» Problem statement: Pull out every line of the entries below that contains the word "glass".
** BEGIN Data rows **
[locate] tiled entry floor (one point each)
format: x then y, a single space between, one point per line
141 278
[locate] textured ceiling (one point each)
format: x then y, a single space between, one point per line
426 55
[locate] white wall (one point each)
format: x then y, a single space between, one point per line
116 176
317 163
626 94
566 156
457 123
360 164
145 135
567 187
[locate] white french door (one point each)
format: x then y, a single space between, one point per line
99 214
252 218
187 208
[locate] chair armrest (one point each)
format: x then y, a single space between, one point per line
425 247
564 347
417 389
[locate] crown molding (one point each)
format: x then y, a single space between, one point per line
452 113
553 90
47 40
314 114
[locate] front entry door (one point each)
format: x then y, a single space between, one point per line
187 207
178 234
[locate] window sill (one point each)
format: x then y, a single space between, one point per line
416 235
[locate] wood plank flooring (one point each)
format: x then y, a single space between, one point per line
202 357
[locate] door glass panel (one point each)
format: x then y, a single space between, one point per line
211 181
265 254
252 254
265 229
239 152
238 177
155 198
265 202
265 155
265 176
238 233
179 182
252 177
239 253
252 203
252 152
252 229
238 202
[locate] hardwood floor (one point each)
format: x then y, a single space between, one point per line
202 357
** END Data rows **
** BEGIN Data rows **
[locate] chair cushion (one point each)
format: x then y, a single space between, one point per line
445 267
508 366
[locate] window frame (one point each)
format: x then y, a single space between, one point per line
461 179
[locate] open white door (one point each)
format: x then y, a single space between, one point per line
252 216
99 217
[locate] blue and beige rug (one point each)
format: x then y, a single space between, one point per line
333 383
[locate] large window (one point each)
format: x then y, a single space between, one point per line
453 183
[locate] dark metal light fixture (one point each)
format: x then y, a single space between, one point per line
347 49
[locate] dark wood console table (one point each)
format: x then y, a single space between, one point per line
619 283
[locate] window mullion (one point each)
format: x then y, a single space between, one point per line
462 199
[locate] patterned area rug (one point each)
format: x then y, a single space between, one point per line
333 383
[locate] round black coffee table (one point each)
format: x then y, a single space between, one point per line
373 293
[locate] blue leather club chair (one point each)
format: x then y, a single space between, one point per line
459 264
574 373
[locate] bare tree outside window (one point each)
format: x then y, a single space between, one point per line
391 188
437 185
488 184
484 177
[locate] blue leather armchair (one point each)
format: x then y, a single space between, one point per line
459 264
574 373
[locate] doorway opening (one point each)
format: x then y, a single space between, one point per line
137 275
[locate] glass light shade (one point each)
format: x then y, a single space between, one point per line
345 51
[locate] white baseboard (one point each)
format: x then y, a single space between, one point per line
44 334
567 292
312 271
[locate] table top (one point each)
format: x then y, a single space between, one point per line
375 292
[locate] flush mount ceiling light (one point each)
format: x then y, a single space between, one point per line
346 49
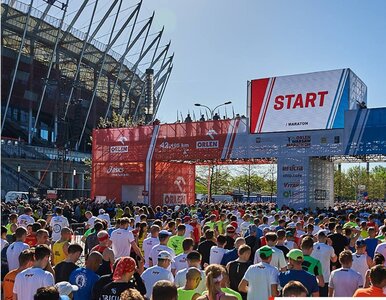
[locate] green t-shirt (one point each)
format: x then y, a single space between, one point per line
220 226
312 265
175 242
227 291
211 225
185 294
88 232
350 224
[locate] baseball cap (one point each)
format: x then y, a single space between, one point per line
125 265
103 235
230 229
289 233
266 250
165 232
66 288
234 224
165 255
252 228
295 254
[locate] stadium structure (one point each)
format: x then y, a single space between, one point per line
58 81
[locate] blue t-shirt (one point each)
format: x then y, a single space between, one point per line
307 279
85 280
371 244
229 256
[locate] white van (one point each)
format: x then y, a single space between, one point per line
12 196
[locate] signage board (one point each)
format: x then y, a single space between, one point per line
** END Data rows **
» Answer for this exercise:
[locate] door glass panel (one point each)
[locate] glass light shade (one point each)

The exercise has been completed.